What you need to do: I need the lines below from the one with "Place one point per instance of the building" down to the one with "Q: Identify one point on each instance of the waterfront" reproduced exactly, both ends included, and nothing else.

Records excerpted from a collection
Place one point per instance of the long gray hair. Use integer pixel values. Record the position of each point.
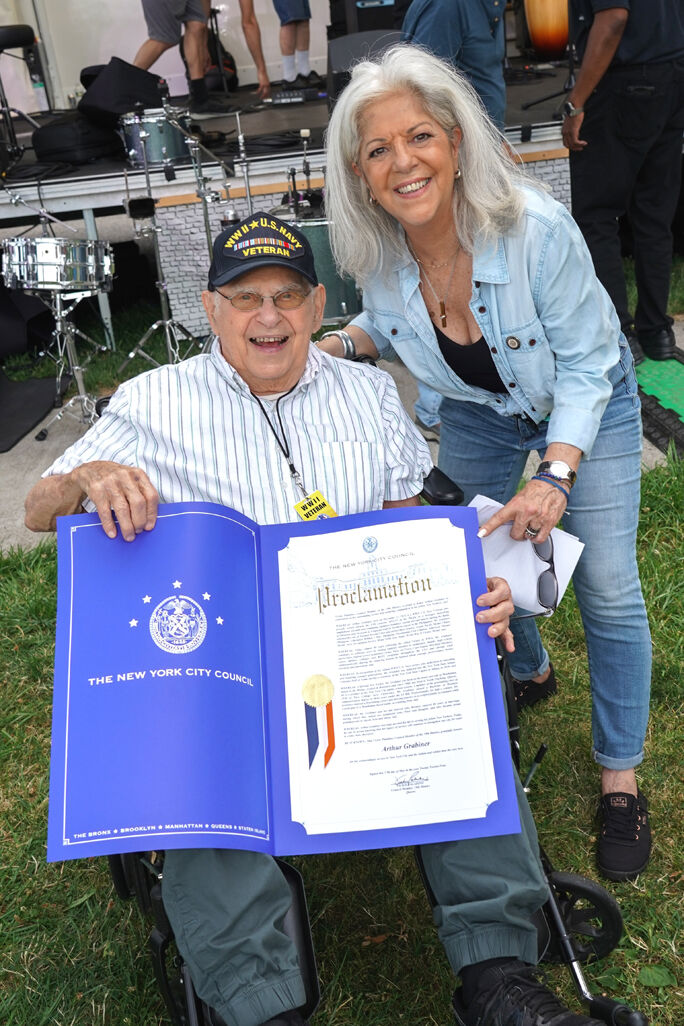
(487, 197)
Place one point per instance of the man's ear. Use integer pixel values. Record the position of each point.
(319, 307)
(209, 302)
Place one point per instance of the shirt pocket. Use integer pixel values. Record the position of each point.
(351, 475)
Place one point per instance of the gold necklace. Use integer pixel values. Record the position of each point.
(442, 303)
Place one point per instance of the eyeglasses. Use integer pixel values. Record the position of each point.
(547, 585)
(286, 299)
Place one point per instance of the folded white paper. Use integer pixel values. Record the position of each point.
(518, 562)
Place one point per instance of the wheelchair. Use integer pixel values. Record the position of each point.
(579, 922)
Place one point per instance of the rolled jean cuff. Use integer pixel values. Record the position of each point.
(256, 1004)
(492, 942)
(611, 763)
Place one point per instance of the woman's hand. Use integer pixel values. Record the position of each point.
(498, 612)
(538, 506)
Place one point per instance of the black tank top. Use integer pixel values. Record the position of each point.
(473, 363)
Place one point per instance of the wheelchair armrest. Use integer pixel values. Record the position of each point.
(438, 489)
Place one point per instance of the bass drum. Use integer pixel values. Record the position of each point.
(548, 27)
(163, 142)
(57, 265)
(343, 299)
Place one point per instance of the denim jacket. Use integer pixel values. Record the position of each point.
(550, 325)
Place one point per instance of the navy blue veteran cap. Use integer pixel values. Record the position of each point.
(258, 241)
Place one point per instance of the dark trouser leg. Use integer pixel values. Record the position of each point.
(625, 121)
(652, 209)
(227, 910)
(487, 892)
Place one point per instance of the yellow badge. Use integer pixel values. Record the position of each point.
(315, 506)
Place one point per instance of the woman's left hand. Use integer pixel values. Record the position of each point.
(498, 612)
(538, 506)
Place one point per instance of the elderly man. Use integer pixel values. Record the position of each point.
(254, 424)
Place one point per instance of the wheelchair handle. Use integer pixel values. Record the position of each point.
(615, 1014)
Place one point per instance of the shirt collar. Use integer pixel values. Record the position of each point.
(230, 375)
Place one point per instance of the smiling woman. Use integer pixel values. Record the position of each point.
(484, 287)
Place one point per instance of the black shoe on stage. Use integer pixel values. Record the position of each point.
(511, 995)
(625, 842)
(658, 345)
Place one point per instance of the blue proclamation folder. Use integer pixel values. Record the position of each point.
(168, 725)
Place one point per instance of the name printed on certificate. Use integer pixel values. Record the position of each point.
(386, 714)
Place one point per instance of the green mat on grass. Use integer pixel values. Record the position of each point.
(665, 380)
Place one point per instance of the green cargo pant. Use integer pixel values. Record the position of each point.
(227, 910)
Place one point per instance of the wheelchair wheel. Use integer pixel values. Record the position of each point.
(591, 914)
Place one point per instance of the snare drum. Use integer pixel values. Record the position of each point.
(343, 299)
(57, 265)
(164, 143)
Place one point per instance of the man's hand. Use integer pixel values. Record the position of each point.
(125, 491)
(539, 506)
(571, 126)
(498, 612)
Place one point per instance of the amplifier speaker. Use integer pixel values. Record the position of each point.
(345, 51)
(117, 89)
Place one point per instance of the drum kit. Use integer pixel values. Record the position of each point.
(63, 271)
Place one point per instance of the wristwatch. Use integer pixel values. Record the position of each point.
(570, 111)
(559, 470)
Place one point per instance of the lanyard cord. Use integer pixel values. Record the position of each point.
(283, 444)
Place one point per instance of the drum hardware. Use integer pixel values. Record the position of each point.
(242, 150)
(67, 360)
(13, 37)
(205, 194)
(172, 328)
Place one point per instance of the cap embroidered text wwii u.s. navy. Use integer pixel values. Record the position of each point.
(258, 241)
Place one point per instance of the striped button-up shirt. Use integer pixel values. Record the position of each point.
(199, 434)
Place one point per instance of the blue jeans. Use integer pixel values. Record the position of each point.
(486, 452)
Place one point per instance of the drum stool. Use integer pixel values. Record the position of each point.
(12, 37)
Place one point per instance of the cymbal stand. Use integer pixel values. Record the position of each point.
(205, 194)
(245, 166)
(67, 359)
(172, 328)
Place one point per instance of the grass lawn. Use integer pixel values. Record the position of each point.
(72, 954)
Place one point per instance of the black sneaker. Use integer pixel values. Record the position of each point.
(528, 693)
(511, 995)
(625, 843)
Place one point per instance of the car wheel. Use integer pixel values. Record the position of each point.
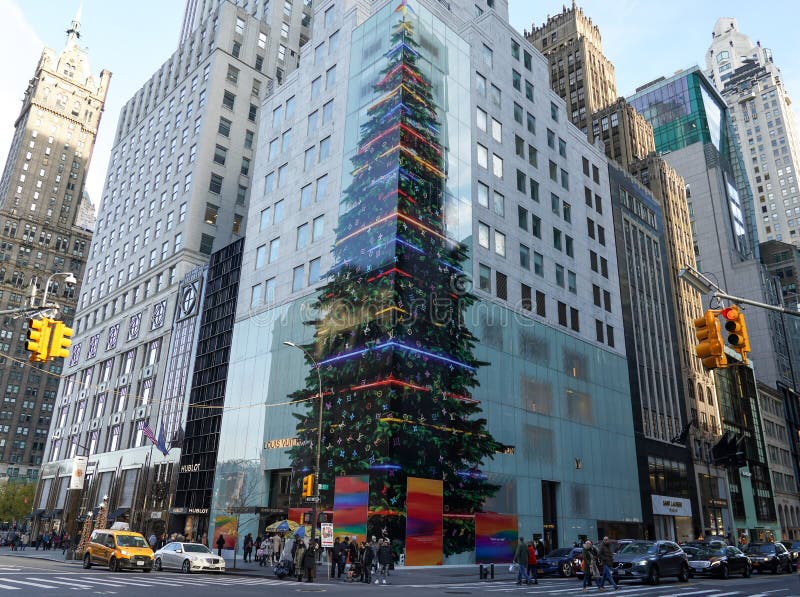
(653, 577)
(683, 575)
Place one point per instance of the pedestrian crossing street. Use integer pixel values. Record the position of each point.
(103, 581)
(572, 587)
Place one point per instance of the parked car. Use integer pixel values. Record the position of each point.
(769, 556)
(559, 561)
(188, 558)
(793, 547)
(118, 550)
(649, 561)
(718, 561)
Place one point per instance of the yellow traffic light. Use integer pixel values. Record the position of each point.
(308, 486)
(60, 343)
(738, 338)
(38, 339)
(711, 349)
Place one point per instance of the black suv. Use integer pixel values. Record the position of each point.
(650, 560)
(769, 556)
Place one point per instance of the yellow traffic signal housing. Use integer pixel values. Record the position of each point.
(60, 340)
(38, 343)
(711, 349)
(738, 339)
(308, 486)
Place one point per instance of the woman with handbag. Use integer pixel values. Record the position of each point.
(590, 569)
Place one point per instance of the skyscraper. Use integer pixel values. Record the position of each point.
(512, 161)
(752, 85)
(177, 188)
(630, 146)
(579, 71)
(697, 142)
(47, 221)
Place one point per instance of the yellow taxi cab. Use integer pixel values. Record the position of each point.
(118, 550)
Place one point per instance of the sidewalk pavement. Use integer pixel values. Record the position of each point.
(416, 575)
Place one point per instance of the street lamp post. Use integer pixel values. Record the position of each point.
(319, 443)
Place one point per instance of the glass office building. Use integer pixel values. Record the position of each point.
(556, 406)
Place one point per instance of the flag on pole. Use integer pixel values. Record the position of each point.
(162, 443)
(177, 438)
(147, 431)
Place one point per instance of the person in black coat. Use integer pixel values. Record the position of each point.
(310, 563)
(366, 562)
(384, 559)
(336, 554)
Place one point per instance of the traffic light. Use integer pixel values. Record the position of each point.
(308, 486)
(737, 331)
(711, 348)
(61, 334)
(39, 339)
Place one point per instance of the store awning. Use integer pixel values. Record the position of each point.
(117, 513)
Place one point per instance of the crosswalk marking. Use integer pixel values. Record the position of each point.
(33, 584)
(108, 583)
(59, 582)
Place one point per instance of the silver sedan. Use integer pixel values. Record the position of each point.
(188, 558)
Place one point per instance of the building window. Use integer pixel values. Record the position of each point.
(484, 278)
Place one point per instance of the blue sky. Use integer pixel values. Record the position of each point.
(644, 39)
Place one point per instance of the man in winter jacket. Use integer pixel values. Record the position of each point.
(384, 559)
(533, 563)
(521, 560)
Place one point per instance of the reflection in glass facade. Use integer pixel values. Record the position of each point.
(551, 398)
(684, 110)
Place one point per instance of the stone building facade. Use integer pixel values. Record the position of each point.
(46, 223)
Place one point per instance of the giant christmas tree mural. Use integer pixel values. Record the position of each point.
(396, 359)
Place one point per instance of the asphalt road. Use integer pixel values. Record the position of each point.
(27, 577)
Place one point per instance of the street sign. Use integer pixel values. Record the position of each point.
(327, 534)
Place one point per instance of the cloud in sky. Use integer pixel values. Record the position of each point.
(24, 46)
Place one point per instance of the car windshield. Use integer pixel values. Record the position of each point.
(763, 548)
(131, 541)
(638, 548)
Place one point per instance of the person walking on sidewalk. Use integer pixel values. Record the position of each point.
(605, 564)
(248, 547)
(533, 563)
(521, 561)
(384, 559)
(589, 565)
(310, 562)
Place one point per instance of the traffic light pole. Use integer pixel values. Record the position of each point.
(315, 503)
(705, 286)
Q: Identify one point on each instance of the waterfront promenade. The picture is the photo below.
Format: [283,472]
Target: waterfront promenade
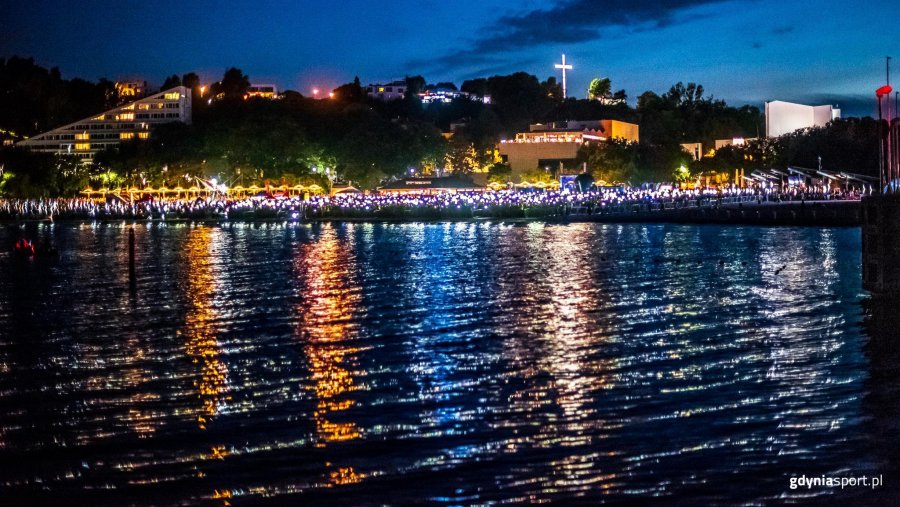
[627,205]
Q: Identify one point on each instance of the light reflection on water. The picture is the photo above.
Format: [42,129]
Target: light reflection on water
[450,363]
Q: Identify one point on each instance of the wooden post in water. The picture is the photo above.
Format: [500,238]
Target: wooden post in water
[131,252]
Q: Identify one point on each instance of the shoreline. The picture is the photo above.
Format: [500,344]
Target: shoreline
[786,214]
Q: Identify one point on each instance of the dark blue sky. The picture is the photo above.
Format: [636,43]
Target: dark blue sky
[744,52]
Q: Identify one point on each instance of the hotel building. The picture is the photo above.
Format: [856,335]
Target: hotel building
[557,144]
[786,117]
[264,91]
[391,91]
[134,120]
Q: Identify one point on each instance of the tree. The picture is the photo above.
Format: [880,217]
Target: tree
[461,157]
[499,173]
[552,89]
[614,161]
[233,86]
[350,92]
[600,89]
[414,85]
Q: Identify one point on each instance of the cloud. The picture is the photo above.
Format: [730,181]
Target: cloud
[570,21]
[782,30]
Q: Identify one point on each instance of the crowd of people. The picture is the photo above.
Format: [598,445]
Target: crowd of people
[501,204]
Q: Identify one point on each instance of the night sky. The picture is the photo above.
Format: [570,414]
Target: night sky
[825,51]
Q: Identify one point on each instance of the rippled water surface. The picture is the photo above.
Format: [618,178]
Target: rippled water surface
[448,363]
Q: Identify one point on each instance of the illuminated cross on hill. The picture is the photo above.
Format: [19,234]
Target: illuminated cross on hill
[564,68]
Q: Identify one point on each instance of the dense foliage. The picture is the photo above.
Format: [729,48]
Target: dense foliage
[354,138]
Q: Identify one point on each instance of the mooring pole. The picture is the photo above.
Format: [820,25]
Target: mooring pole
[131,252]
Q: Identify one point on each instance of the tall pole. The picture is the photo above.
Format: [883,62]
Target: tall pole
[564,68]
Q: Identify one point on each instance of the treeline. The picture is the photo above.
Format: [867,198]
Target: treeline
[352,137]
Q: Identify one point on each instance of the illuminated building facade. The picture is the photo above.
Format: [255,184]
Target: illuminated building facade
[264,91]
[134,120]
[786,117]
[695,150]
[392,91]
[552,145]
[446,96]
[131,90]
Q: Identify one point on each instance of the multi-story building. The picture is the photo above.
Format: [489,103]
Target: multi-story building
[446,96]
[85,138]
[262,91]
[786,117]
[391,91]
[131,90]
[556,145]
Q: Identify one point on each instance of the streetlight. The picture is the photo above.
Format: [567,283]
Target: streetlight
[884,154]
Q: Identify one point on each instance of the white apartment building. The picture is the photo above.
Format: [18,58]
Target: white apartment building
[391,91]
[786,117]
[134,120]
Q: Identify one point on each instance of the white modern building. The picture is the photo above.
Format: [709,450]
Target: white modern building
[265,91]
[446,96]
[786,117]
[134,120]
[391,91]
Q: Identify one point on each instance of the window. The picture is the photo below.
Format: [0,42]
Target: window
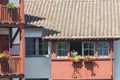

Response area:
Place one point per instance of the building window. Use integer pixel values. Record the position of each point.
(484, 278)
Place one point per instance of the blue sky. Use integer pixel values. Record the position of each point.
(644, 39)
Place one point per instance of the man in winter jacket. Use integer pixel values. Record the position of each point.
(384, 559)
(533, 563)
(521, 560)
Place one point per instance of the reflection in glass facade. Use integer pixel values. Record the position of each point.
(551, 398)
(684, 110)
Place one point per instance of the stone building facade. Use integer pixel values. Record the position of each point.
(46, 223)
Place one point per instance of the giant christmas tree mural. Use integer pixel values. Record the position of each point.
(396, 359)
Place one point per instance of the asphalt road. Use integer pixel values. Record the position of each point.
(27, 577)
Place one point per instance of the street sign. Use integer pixel values. Record the position of each point.
(327, 534)
Place one point per instance of the cloud in sky. Use integer pixel values. Record the position of each point.
(24, 46)
Place one point per instance of the car windshield. Use integer pixel values. Record the position of each point.
(763, 548)
(131, 541)
(638, 548)
Place one point per instance of the person walking on sidewalk. Use integer pixel values. Record the position of each point.
(605, 564)
(248, 547)
(533, 563)
(521, 561)
(384, 559)
(589, 565)
(310, 562)
Place one point per instance of the traffic light pole. Use integer pixel values. Record the position of each point.
(315, 503)
(705, 286)
Q: Identify one point on each instance of the waterfront promenade. The picture is the photo below.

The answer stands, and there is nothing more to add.